**Instructions:**
**A)** List every dependency in the deeposlandia package metadata below, with its version constraint.
**B)** In the deeposlandia package metadata below, what license does the package use?

Metadata-Version: 2.1
Name: deeposlandia
Version: 0.5
Summary: Automatic detection and semantic image segmentation with deep learning
Home-page: https://github.com/Oslandia/deeposlandia
Author: Oslandia
Author-email: info@oslandia.com
Maintainer: Oslandia
Maintainer-email: 
License: MIT
Keywords: deep learning,convolutional neural networks,image,Keras
Platform: UNKNOWN
Classifier: Development Status :: 4 - Beta
Classifier: Intended Audience :: Developers
Classifier: Intended Audience :: Science/Research
Classifier: Topic :: Scientific/Engineering :: Artificial Intelligence
Classifier: Operating System :: OS Independent
Classifier: License :: OSI Approved :: MIT License
Classifier: Programming Language :: Python :: 3.5
Classifier: Programming Language :: Python :: 3.6
Classifier: Programming Language :: Python :: Implementation :: CPython
Requires-Python: >=3
Requires-Dist: tensorflow (==1.15.2)
Requires-Dist: opencv-python (<=3.4.0.12)
Requires-Dist: pillow (<=6.2.0)

**Information given:**
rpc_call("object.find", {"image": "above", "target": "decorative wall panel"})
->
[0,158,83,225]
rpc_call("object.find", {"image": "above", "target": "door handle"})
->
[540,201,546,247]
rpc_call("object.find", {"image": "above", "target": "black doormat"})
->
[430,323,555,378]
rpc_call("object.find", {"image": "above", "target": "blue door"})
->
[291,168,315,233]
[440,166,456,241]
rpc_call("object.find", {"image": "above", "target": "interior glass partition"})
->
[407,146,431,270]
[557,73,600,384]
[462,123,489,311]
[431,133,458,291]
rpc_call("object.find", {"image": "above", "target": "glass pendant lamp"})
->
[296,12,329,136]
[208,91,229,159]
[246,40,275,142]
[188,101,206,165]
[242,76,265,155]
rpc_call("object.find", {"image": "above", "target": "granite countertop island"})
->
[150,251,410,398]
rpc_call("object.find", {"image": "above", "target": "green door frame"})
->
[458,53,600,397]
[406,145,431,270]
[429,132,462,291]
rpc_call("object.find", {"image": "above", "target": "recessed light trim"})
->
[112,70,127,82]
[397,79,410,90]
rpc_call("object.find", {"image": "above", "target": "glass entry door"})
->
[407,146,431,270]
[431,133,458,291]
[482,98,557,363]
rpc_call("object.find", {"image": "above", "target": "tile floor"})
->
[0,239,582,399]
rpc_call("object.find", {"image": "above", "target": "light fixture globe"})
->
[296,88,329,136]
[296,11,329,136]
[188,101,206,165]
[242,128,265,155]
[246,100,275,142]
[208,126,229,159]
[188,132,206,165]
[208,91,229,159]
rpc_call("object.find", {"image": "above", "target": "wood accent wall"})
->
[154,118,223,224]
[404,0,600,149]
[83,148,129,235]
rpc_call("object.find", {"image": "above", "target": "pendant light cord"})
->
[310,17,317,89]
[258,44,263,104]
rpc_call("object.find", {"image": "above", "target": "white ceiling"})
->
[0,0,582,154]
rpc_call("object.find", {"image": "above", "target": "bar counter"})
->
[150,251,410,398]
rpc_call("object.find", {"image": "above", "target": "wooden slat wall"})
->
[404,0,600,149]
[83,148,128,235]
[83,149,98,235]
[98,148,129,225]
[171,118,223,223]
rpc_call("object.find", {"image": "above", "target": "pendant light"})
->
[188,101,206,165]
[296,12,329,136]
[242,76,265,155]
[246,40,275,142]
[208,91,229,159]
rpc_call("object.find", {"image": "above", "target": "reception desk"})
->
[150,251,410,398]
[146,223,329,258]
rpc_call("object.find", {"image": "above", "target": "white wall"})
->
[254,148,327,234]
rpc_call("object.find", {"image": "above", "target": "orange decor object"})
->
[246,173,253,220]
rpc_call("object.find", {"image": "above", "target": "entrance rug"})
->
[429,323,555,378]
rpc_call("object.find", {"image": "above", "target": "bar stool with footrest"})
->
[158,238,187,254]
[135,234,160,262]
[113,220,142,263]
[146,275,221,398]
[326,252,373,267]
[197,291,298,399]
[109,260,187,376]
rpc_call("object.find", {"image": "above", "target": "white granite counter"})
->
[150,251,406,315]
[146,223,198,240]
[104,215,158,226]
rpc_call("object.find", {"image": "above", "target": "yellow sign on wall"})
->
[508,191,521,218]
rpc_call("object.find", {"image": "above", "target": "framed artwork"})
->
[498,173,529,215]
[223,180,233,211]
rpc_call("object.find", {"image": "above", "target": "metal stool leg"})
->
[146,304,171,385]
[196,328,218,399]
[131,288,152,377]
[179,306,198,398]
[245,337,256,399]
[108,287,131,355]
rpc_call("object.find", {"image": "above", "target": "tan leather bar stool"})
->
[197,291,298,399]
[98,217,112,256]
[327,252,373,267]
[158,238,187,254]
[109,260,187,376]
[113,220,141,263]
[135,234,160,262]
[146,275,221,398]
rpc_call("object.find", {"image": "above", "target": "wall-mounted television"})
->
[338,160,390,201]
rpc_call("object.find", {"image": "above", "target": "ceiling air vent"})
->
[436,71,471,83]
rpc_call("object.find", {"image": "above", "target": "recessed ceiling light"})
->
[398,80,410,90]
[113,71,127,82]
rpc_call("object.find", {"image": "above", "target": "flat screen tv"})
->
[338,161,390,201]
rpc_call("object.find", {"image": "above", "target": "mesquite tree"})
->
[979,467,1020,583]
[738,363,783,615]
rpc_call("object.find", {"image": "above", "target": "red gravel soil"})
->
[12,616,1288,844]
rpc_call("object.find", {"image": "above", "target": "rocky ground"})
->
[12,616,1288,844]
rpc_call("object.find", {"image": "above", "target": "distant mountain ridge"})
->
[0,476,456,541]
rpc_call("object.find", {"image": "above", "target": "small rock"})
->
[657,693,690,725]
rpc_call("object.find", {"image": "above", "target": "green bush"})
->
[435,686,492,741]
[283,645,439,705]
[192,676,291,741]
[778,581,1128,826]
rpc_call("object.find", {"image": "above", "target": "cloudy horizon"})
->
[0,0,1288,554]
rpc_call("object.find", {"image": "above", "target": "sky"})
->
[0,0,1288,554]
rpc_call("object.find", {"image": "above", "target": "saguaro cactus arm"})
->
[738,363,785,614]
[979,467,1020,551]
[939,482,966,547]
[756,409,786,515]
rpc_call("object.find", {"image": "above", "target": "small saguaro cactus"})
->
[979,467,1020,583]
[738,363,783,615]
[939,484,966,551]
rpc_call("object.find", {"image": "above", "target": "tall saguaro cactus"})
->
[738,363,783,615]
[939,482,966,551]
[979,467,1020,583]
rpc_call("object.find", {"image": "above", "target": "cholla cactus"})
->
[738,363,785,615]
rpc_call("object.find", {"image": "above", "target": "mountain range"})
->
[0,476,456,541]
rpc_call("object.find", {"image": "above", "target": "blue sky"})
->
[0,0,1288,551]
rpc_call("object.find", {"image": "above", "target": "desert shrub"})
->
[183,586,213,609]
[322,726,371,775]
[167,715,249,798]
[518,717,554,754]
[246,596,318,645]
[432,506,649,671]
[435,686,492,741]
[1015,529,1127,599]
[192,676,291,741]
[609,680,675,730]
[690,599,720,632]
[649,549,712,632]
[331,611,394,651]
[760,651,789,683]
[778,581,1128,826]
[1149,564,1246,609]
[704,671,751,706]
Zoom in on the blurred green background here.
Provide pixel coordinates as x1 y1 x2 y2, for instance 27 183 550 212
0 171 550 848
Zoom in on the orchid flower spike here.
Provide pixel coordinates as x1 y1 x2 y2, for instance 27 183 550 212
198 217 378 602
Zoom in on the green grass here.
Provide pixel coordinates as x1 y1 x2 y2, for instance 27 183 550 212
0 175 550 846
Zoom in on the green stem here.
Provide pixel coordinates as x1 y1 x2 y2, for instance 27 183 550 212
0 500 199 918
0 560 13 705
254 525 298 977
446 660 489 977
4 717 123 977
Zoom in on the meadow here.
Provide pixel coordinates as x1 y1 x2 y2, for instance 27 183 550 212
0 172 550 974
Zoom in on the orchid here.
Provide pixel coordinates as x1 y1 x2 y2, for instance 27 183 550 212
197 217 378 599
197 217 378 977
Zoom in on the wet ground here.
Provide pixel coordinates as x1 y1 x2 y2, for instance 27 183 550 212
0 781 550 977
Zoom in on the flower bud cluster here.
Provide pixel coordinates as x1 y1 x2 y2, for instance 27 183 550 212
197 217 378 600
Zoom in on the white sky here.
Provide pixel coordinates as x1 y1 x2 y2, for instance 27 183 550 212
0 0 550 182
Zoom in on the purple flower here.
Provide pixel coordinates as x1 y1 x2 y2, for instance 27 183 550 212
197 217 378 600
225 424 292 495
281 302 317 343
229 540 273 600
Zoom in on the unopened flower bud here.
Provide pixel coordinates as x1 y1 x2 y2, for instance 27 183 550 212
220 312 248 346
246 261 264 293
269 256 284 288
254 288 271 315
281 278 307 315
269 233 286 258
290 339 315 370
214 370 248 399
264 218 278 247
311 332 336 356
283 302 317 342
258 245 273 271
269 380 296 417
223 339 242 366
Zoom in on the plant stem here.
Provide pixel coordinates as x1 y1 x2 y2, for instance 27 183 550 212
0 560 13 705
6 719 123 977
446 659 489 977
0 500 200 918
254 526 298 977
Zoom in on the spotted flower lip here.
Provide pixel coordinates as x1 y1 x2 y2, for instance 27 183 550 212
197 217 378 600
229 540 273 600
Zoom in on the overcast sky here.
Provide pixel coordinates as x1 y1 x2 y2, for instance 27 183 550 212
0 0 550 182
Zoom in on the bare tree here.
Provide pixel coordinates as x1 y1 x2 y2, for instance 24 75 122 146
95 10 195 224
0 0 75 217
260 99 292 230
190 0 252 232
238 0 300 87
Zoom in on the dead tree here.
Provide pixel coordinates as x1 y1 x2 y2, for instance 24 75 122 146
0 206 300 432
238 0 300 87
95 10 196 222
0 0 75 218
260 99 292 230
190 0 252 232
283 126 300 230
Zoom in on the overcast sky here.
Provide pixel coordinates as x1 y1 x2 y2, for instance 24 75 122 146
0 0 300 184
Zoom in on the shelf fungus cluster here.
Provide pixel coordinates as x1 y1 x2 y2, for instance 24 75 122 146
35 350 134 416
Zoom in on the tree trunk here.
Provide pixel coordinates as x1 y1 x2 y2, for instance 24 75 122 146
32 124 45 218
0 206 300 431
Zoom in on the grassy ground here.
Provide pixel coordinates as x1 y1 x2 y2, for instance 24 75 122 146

**Set of answers:**
**A)**
tensorflow (==1.15.2)
opencv-python (<=3.4.0.12)
pillow (<=6.2.0)

**B)** The MIT license.